== Segment start ==
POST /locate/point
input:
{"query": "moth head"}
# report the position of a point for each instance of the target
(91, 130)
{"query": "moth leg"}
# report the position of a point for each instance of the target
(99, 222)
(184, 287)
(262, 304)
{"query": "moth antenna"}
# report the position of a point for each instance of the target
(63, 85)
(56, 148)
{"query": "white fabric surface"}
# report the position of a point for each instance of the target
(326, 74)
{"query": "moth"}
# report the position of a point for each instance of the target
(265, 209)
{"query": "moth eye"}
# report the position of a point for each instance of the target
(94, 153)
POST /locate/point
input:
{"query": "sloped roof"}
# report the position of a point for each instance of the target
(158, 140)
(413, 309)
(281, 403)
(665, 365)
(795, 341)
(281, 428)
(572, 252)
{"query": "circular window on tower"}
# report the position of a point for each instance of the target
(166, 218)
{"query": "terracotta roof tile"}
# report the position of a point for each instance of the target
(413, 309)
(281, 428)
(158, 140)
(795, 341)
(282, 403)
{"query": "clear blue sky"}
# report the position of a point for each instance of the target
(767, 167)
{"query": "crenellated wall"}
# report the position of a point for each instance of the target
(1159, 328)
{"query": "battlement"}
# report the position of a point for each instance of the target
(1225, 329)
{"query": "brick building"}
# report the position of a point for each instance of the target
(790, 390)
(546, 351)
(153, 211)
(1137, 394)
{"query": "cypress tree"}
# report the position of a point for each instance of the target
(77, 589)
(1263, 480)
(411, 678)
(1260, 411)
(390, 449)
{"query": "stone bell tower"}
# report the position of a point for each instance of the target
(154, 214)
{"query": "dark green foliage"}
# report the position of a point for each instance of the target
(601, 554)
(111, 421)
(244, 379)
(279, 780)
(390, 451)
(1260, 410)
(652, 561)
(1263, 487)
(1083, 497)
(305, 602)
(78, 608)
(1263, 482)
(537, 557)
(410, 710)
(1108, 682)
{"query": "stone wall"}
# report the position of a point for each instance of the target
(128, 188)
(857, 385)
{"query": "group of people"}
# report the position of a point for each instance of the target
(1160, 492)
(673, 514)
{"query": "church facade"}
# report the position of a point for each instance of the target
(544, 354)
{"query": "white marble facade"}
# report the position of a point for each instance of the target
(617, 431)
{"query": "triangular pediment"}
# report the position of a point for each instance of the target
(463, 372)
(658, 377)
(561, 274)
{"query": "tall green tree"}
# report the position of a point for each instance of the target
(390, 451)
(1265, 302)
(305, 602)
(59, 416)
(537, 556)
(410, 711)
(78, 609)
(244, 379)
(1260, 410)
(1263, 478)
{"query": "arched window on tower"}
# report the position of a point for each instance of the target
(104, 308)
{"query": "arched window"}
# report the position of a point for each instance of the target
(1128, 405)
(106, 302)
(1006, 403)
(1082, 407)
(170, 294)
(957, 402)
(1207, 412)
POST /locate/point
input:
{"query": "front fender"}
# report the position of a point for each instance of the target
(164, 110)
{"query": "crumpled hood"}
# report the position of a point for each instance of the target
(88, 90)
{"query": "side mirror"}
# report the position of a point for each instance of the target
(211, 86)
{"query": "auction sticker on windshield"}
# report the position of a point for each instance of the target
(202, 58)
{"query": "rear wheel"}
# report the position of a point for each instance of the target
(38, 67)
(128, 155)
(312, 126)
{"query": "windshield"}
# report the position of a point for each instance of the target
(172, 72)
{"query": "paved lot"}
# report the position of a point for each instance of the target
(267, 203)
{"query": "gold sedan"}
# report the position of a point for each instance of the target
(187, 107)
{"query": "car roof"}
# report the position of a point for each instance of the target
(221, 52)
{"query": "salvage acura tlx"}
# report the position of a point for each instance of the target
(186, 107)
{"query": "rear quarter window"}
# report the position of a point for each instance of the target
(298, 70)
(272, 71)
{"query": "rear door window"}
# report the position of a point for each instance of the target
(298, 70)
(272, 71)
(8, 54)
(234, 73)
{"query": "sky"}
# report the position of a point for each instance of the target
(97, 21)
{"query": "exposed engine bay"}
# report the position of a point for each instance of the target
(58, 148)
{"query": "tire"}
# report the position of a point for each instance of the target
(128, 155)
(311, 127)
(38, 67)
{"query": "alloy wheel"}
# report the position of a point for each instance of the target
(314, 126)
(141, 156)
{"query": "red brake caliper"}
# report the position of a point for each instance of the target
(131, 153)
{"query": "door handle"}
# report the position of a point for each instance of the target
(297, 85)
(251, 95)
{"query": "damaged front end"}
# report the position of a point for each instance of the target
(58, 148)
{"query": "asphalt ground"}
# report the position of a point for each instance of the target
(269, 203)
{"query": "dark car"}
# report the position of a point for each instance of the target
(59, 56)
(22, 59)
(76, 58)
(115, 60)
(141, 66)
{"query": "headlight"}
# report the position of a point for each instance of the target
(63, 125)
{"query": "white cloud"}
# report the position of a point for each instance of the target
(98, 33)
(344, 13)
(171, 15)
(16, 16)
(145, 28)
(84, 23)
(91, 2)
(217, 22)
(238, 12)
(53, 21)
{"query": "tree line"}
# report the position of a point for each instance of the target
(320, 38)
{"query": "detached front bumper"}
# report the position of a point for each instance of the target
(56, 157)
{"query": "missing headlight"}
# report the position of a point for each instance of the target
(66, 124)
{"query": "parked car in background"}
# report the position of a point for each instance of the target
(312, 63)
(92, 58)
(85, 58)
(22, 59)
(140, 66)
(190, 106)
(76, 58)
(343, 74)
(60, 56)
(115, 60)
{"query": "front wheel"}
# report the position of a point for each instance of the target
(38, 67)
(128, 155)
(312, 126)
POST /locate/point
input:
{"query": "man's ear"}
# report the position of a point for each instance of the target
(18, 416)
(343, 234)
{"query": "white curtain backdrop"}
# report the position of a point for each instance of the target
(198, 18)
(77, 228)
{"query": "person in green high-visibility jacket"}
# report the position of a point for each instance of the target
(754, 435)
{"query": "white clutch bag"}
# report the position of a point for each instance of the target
== Segment end ==
=== Exercise aim ===
Could you retype every record above exactly as given?

=== Reply to the task ===
POST /locate/point
input:
{"query": "moth head"}
# report the position of a point for each instance of the target
(91, 130)
{"query": "moth leg"}
# report the position of a point for each instance of the target
(99, 222)
(184, 287)
(262, 304)
{"query": "moth antenna"}
# report the position of a point for each instance of the target
(63, 85)
(56, 148)
{"query": "white fabric surface"}
# report the position of a point for each instance of the target
(326, 74)
{"query": "moth"}
# report the position of a point for each instance of the target
(265, 209)
{"query": "moth eye"}
# report the position of a point for each instance of the target
(94, 153)
POST /locate/point
input:
{"query": "sloped roof"}
# report the position of a point for each instance of the target
(158, 140)
(413, 309)
(281, 403)
(665, 365)
(795, 341)
(281, 428)
(572, 252)
{"query": "circular window on tower"}
# report the position of a point for each instance of the target
(166, 218)
{"query": "terracotta roof tile"}
# report the position of a point for each instance of the target
(413, 309)
(281, 428)
(158, 140)
(795, 341)
(282, 403)
{"query": "clear blue sky"}
# report the position of a point for each instance of the target
(767, 167)
{"query": "crenellated wall"}
# report the position of a point for each instance of the target
(1159, 328)
{"query": "battlement"}
# report the position of a point for each instance of the target
(1225, 329)
{"query": "brick building"}
# report the position of a point for each instance of the target
(790, 390)
(546, 351)
(153, 211)
(1137, 394)
{"query": "cypress tree"}
# report the position of a point for each instance of the target
(77, 589)
(1263, 480)
(411, 678)
(1260, 411)
(390, 449)
{"query": "stone bell tower"}
# report the position of a point for each instance of the target
(154, 214)
{"query": "dark green foliage"}
# report the position of a point for each instance of the target
(601, 554)
(111, 421)
(244, 379)
(279, 780)
(390, 451)
(1260, 410)
(652, 561)
(1263, 487)
(1083, 497)
(305, 602)
(78, 608)
(1263, 482)
(537, 557)
(410, 710)
(1108, 682)
{"query": "stone wall"}
# report the position of a point for each instance of the target
(128, 188)
(857, 385)
{"query": "group of people"}
# report the position of a point for each instance of the target
(1160, 492)
(673, 514)
{"query": "church facade"}
# report the position of a point for each instance of the target
(544, 354)
{"query": "white marble facade"}
# report the position of a point for each instance of the target
(617, 431)
{"query": "triangular pediment"}
# report the position of a point for each instance of the target
(463, 372)
(658, 377)
(561, 274)
{"query": "tall green tree"}
# report the position of a point for each instance of the target
(390, 451)
(1265, 302)
(305, 602)
(59, 416)
(537, 556)
(410, 711)
(78, 609)
(244, 379)
(1260, 410)
(1263, 478)
{"query": "arched window on tower"}
# report the position of a point for each instance of the target
(104, 308)
{"query": "arched window"}
# report the position of a point for each instance of the target
(1128, 405)
(106, 302)
(1006, 403)
(1082, 407)
(170, 294)
(957, 402)
(1207, 412)
POST /locate/point
input:
{"query": "front fender"}
# report the position of a point for each instance of the target
(164, 110)
{"query": "crumpled hood"}
# report the position of a point for each instance of the target
(88, 90)
{"query": "side mirror"}
# report the position of a point for each instance of the target
(211, 86)
{"query": "auction sticker on windshield"}
# report the position of a point for each instance of the target
(202, 58)
{"query": "rear wheel"}
# report the position of a point for each instance of the target
(38, 67)
(128, 155)
(312, 126)
{"query": "windshield"}
# report the position of a point for each instance of the target
(172, 72)
{"query": "paved lot"}
# report the position of a point for each instance of the target
(267, 203)
{"query": "gold sedan"}
# report the position of a point for each instance of the target
(187, 107)
{"query": "car roof"}
# report the position of a point for each instance of the target
(221, 52)
{"query": "salvage acura tlx"}
# report the position of a point for each instance of the target
(186, 107)
{"query": "rear quarter window"}
# report the position of a point for each instance of the target
(298, 70)
(272, 71)
{"query": "rear door window"}
# report the position of a point for each instance of the target
(298, 70)
(272, 71)
(8, 54)
(234, 73)
{"query": "sky"}
# report the position of a point for each instance of the target
(97, 21)
{"query": "exposed engine bay"}
# report the position of a point for each instance of the target
(58, 148)
{"query": "tire"}
# report the position of a point for each instance of the target
(128, 155)
(311, 127)
(38, 67)
{"query": "alloy wheel"}
# report the position of a point for each instance of the target
(314, 126)
(141, 156)
{"query": "red brake caliper"}
# report the position of a point for each instance of the target
(131, 153)
{"query": "door handle"}
# report the position of a point for each instance of the target
(297, 85)
(251, 95)
{"query": "damaged front end"}
# report the position of a point for each instance of the target
(58, 148)
{"query": "asphalt ground"}
# report the position of a point for each instance of the target
(269, 203)
{"query": "dark car"}
# report the position of a point for each instance of the target
(59, 56)
(22, 59)
(76, 58)
(115, 60)
(141, 66)
{"query": "headlight"}
# report the position of a point for each instance of the target
(63, 125)
{"query": "white cloud"}
# report the position of a point for each instance of the target
(98, 33)
(344, 13)
(171, 15)
(16, 16)
(145, 28)
(84, 23)
(91, 2)
(217, 22)
(238, 12)
(53, 21)
{"query": "tree line"}
# report the position of a point for each instance of the target
(320, 38)
{"query": "detached front bumper"}
# report the position of a point for each instance of the target
(56, 157)
{"query": "missing headlight"}
# report the position of a point for each instance of the target
(66, 124)
{"query": "parked car in background"}
# report the position of a point for each instance of the target
(312, 63)
(92, 58)
(85, 58)
(22, 59)
(140, 66)
(190, 106)
(76, 58)
(343, 74)
(60, 56)
(115, 60)
{"query": "front wheel"}
# report the position of a point for each instance of the target
(38, 67)
(128, 155)
(312, 126)
POST /locate/point
input:
{"query": "man's ear"}
# report the position of a point for each instance of the target
(18, 416)
(343, 234)
{"query": "white curtain backdrop"}
# report the position of a point for each instance of the target
(198, 18)
(77, 228)
{"query": "person in green high-visibility jacket"}
# report the position of a point for each instance of the target
(754, 435)
{"query": "white clutch bag"}
# report the position of a point for each instance of the target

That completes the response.